== SUPPLIED DATA ==
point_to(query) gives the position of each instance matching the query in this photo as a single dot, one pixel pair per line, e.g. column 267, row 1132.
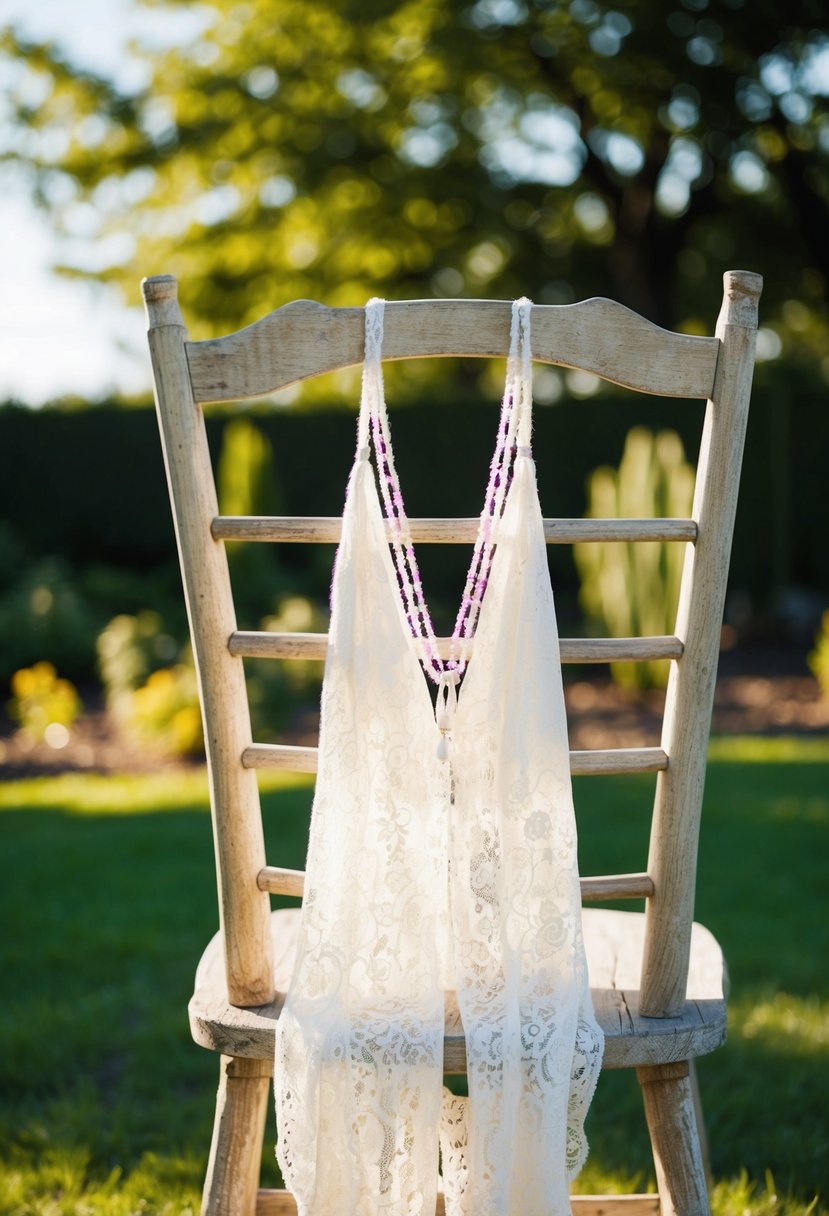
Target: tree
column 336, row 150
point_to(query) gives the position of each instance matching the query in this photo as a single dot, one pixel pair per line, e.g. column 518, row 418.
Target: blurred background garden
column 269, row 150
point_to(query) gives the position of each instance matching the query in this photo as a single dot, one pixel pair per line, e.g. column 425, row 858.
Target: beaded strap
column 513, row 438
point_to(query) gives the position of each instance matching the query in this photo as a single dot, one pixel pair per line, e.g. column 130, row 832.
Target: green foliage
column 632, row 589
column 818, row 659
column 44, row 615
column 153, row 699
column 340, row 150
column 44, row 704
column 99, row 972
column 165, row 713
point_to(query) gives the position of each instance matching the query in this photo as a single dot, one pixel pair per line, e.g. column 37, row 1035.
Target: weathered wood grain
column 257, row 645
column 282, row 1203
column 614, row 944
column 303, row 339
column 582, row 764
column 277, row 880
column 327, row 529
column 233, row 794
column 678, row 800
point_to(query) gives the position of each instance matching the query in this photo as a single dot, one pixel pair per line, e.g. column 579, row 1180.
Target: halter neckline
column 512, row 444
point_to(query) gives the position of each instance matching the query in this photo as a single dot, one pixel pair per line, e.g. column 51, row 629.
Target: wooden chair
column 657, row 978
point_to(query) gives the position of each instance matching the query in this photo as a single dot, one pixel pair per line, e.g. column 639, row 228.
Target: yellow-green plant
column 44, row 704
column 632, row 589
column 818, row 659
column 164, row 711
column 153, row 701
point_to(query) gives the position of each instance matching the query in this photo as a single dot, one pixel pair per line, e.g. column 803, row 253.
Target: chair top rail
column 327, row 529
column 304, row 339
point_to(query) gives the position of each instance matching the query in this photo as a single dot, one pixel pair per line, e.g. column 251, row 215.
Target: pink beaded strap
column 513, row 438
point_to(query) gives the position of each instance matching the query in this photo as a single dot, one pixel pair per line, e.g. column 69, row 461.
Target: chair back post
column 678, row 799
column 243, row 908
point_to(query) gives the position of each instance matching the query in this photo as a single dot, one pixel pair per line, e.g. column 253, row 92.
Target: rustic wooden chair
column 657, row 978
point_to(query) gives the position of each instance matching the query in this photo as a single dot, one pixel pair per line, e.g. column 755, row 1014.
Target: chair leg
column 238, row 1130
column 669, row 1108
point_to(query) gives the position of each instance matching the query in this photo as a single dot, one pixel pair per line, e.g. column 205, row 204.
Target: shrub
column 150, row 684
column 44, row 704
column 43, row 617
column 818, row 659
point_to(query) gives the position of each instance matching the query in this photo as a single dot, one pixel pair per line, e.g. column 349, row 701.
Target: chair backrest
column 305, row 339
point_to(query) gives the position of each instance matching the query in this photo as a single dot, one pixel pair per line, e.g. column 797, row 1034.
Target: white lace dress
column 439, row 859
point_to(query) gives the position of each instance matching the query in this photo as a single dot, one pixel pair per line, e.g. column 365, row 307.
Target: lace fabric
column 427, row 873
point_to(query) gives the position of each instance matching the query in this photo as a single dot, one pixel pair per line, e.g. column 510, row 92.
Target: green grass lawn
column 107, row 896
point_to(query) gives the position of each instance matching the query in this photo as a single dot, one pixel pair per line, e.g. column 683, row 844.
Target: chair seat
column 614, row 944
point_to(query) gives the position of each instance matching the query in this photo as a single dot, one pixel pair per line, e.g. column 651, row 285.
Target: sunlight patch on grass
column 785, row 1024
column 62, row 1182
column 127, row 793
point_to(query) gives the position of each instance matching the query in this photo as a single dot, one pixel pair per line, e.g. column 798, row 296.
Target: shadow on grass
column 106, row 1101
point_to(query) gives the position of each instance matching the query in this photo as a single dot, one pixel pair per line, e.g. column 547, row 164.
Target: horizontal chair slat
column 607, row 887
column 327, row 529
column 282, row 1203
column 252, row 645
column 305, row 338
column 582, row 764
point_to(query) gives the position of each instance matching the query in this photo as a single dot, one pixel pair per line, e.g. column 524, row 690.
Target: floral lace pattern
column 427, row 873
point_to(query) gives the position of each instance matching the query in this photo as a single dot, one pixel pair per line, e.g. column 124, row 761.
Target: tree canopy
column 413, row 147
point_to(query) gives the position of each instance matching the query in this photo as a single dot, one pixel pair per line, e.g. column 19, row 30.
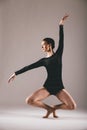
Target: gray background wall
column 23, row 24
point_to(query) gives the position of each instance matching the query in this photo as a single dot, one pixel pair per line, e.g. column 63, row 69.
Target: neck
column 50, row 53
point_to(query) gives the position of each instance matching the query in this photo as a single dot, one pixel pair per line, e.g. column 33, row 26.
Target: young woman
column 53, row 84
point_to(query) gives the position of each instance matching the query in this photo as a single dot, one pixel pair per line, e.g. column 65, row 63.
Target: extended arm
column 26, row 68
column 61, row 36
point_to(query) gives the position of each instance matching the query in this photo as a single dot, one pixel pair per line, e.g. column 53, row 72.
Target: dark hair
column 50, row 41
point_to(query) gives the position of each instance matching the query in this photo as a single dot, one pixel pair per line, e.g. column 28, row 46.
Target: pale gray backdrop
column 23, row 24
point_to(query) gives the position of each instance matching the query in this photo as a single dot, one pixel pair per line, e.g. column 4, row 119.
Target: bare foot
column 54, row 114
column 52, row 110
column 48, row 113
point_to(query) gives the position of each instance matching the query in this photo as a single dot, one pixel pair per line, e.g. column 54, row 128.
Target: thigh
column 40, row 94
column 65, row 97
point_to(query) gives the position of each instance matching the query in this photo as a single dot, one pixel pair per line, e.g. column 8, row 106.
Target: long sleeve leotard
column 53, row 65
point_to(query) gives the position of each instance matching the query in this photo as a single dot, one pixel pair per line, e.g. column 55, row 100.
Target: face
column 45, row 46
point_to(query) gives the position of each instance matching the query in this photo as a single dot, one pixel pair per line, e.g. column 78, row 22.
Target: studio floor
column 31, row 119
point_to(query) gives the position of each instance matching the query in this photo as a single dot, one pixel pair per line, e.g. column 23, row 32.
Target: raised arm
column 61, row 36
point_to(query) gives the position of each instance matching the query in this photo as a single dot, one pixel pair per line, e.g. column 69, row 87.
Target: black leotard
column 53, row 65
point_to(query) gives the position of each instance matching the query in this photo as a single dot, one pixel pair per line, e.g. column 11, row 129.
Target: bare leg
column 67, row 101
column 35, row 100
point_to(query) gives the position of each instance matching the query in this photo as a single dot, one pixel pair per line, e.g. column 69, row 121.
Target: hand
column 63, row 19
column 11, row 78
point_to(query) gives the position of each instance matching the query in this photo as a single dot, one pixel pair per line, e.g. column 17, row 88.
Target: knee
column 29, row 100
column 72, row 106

== WORK ORDER ==
Take the lines from the start of the material to the line with "251, row 215.", both included, and transcribe them exactly without the pictures.

== THE ANSWER ==
point_to(query) gives the position of each instance matching the query in this photo as a single dot, one pixel pair per line, e.g. column 267, row 1132.
Target: tree
column 336, row 150
point_to(query) gives the position of each instance matching the query in this photo as a single dot, one pixel pair per line, e.g. column 518, row 418.
Target: blurred background garden
column 269, row 150
point_to(query) gives the position of each instance matching the query in this photo as a single dot, one pixel pair per line, e.g. column 425, row 858.
Target: beaded strap
column 513, row 438
point_to(query) gives the position of each instance matching the query in this photo as a single dot, one pixel pair per line, e.g. column 130, row 832.
Target: green foliage
column 632, row 589
column 818, row 659
column 44, row 615
column 153, row 699
column 340, row 150
column 44, row 704
column 99, row 972
column 165, row 713
point_to(query) gives the position of each instance matching the query in this photo as a single dot, one pixel pair per line, e.g. column 37, row 1035.
Target: weathered wood grain
column 257, row 645
column 282, row 1203
column 614, row 944
column 303, row 339
column 582, row 764
column 277, row 880
column 327, row 529
column 233, row 794
column 678, row 800
point_to(query) gives the position of each instance matching the query in this photo as a single dot, one pixel pair per line, e.g. column 579, row 1180.
Target: halter neckline
column 512, row 444
point_to(query) gives the position of each instance matching the query in this photo as a single dot, one pixel pair per line, e.g. column 51, row 629.
Target: wooden chair
column 657, row 978
point_to(query) gives the position of each instance matching the query in this photo as a single dot, one pixel pair per line, e.g. column 639, row 228.
Target: yellow-green plant
column 44, row 704
column 632, row 589
column 818, row 659
column 164, row 711
column 153, row 701
point_to(query) gives the position of each instance matching the query in this photo as a single dot, one pixel pair per line, e.g. column 803, row 253.
Target: chair top rail
column 327, row 529
column 304, row 339
point_to(query) gives the position of each instance matching the query in this photo as a single dot, one pixel pair per line, e.g. column 251, row 215.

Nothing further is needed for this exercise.